### [Set exercise 1]
From the Cell processor post below, copy the text between "Now if we compare" and "8Ghz multiply cycle.", inclusive.
### [Set exercise 2]
Answer these from the Cell processor post below:
(a) How many Gflops does the post give for a 3 GHz Core2 dual-core?
(b) How many cycles does a multiply take on the K8?
(c) What clock speed does the writer vaguely remember as the Cell's target?

--- Begin Passage given ---

[Beowulf] Has anyone actually seen/used a cell system?

Vincent Diepeveen diep at xs4all.nl
Wed Sep 20 15:15:10 PDT 2006


----- Original Message ----- 
From: "Mark Hahn" <hahn at physics.mcmaster.ca>
To: <J.A.Delcorso at larc.nasa.gov>
Cc: <beowulf at beowulf.org>
Sent: Wednesday, September 20, 2006 6:51 PM
Subject: Re: [Beowulf] Has anyone actually seen/used a cell system?


>> Can anyone point me to a url, or tell me what their
>> experience is with this technology?  Is it as fast as
>> it's purported to be?
>
> I haven't come anywhere near a Cell, but then again, I'm not sure I'd want 
> to.  14.6 Gflops (64b, and assuming the full 8 SPE's) isn't bad, but then 
> again, a 3 GHz Core2 dual-core is 24 Gflops, and almost certainly a lot 
> more accessible, shipping now, runs linux, supported by compilers and 
> goto-blas, etc.

Comeon let's do some realistic comparision. Assuming IBM didn't totally mess 
up,
let's do an objective compare for multiplication.

Gflops is an overrated definition simply.

The thing determining the number of matrix elements you can multiply a 
second more than anything else,
is the slow instruction on most cpu called multiply.

It is 4 cycles at P4 or so (SSE2) and 4 cycles at K8.

Didn't see a conroe document yet but knowing it also has just a SINGLE 
execution unit doing multiplies (and probably casting the SSE2 
multiplication unit for FPU and also using that one for integers or 
something) it means probably also a cycle or 4 for it.

Just it is possible that when doing a multiplication that it doesn't block 
all other execution units (which is what K8 seems to be doing).

For the NTT i'm doing here (that is a bugfree form of multiplication, the 
FFT version you never know for sure your result is correct and you have to 
redo it a second time to be 100% sure) what is interesting is a 
multiplication of 64 x 64 bits == 128 bits. So that's obviously integer 
calculation.

If we compare core2 there, then core2 is an ideal processor for about 
everything, yet it has 2 cores @ 3Ghz.

2 cores @ 3Ghz  / 4 cycles = 1.5 Ghz multiply cycle

Now if we compare the CELL processor. Not sure about its latest plans (i 
remember vaguely 4Ghz as its target and i would be amazed if IBM actually 
gets it to 4Ghz). Now it most likely will also manage to get it down to a 
cycle or 4 for a multiply 64 x 64 bits == 128 bits.

Then we're speaking about 8 * 4Ghz / 4 = 8Ghz multiply cycle.

--- End Passage given ---
--- Begin Provided records ---

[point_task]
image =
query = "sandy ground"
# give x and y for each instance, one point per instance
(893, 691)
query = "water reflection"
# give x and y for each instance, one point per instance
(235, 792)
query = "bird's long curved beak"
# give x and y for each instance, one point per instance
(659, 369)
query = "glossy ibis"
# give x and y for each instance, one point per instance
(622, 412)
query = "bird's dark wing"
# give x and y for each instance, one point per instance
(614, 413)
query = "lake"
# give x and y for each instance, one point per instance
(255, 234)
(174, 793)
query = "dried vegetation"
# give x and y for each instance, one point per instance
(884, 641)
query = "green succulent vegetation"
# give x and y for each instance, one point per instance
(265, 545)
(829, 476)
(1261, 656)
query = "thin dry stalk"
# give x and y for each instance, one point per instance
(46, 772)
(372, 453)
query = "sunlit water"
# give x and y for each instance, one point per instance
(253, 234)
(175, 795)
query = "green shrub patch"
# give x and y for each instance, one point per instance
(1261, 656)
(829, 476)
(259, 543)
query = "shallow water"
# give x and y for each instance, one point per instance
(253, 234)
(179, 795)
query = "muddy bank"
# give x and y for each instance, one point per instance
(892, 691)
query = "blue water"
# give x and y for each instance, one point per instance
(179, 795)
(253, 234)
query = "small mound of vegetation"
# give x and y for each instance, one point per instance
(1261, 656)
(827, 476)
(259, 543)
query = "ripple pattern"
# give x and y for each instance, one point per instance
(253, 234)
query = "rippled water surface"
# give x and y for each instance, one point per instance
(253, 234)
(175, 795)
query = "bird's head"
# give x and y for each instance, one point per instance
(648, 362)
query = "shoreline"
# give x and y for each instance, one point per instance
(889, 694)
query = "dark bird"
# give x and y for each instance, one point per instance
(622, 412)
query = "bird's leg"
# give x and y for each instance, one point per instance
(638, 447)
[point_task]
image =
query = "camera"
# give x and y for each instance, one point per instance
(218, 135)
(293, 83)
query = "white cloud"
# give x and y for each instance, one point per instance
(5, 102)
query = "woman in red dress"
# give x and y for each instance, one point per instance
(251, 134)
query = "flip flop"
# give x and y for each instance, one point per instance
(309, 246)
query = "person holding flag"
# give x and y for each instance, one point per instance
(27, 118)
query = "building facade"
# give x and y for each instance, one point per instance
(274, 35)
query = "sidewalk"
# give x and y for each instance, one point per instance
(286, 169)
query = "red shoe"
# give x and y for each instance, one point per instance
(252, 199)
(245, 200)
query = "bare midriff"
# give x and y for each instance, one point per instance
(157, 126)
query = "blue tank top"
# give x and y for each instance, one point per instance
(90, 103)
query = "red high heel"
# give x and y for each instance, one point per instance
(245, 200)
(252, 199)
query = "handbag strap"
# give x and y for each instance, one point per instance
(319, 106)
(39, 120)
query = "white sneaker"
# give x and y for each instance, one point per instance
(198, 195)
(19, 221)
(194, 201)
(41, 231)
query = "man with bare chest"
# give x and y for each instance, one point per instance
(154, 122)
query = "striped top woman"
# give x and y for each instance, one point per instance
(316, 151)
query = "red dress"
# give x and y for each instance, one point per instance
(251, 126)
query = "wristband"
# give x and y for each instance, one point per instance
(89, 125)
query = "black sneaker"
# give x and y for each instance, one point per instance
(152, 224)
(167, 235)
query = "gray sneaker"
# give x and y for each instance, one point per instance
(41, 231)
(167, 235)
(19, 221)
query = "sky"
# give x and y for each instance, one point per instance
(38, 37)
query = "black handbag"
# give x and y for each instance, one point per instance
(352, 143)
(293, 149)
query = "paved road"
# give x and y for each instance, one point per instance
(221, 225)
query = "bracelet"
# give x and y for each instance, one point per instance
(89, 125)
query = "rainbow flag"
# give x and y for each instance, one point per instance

--- End Provided records ---

### [Output 1]
Now if we compare the CELL processor. Not sure about its latest plans (i 
remember vaguely 4Ghz as its target and i would be amazed if IBM actually 
gets it to 4Ghz). Now it most likely will also manage to get it down to a 
cycle or 4 for a multiply 64 x 64 bits == 128 bits.

Then we're speaking about 8 * 4Ghz / 4 = 8Ghz multiply cycle.

### [Output 2]
(a) 24 Gflops
(b) 4 cycles
(c) 4 GHz